Qui oserait dire qu’il n’en a pas ? Les préjugés squattent notre cerveau et, sans qu’on y prenne garde, se transforment en vérités indubitables : le Moyen-Âge est sombre, les aristos forcément réactionnaires, les Anglais excentriques, les Chinois fourbes… Des affirmations à vérifier pour ne pas mourir idiot !
Les préjugés sont défavorables
Ignorance ou rumeur, les préjugés structurent notre imaginaire collectif, « ces toxines de notre activité mentale » comme les décrivaient Antonin Artaud, qui incitent à dénigrer, stigmatiser, accuser ou fustiger des personnes ou des opinions. Témoin notre époque avec les vaccins, les végétariens, les homosexuels ou les écologistes et hier la peur de l’an 2000, les Tziganes qui sont tous des voleurs ou les femmes qui se parfument ne sont pas toutes dangereuses, même si Voltaire affirmait que « les femmes ressemblent à des girouettes, elles se fixent quand elles se rouillent ».

Lignes extraites d'un jeu de données:

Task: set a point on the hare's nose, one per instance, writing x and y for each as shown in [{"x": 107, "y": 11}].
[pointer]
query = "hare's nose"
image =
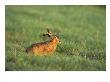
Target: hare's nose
[{"x": 60, "y": 42}]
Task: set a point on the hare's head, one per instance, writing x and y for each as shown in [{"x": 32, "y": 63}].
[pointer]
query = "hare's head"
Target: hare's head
[
  {"x": 49, "y": 33},
  {"x": 53, "y": 38}
]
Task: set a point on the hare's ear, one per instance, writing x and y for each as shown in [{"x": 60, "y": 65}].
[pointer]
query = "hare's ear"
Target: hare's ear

CONSIGNES DE L'EXERCICE ▸
1 - D'après le texte sur les préjugés, pourquoi faut-il vérifier les affirmations citées en exemple ? Répondez en une à trois phrases.
2 - Résumez le texte sur les préjugés en deux phrases.
3 - Recopiez le passage du texte sur les préjugés qui commence par « Qui oserait dire » et se termine par « mourir idiot ! ».
Appuyez-vous uniquement sur le texte.

LISTE DES RÉPONSES ▸
1 - Il faut les vérifier pour ne pas mourir idiot. Les préjugés s'installent en effet dans notre cerveau et se transforment, sans qu'on y prenne garde, en vérités indubitables.

2 - Les préjugés s'installent dans notre cerveau et deviennent, sans qu'on y prenne garde, des vérités indubitables qu'il convient de vérifier. Issus de l'ignorance ou de la rumeur, ils structurent notre imaginaire collectif et incitent à dénigrer, stigmatiser, accuser ou fustiger des personnes ou des opinions.

3 -
Qui oserait dire qu’il n’en a pas ? Les préjugés squattent notre cerveau et, sans qu’on y prenne garde, se transforment en vérités indubitables : le Moyen-Âge est sombre, les aristos forcément réactionnaires, les Anglais excentriques, les Chinois fourbes… Des affirmations à vérifier pour ne pas mourir idiot !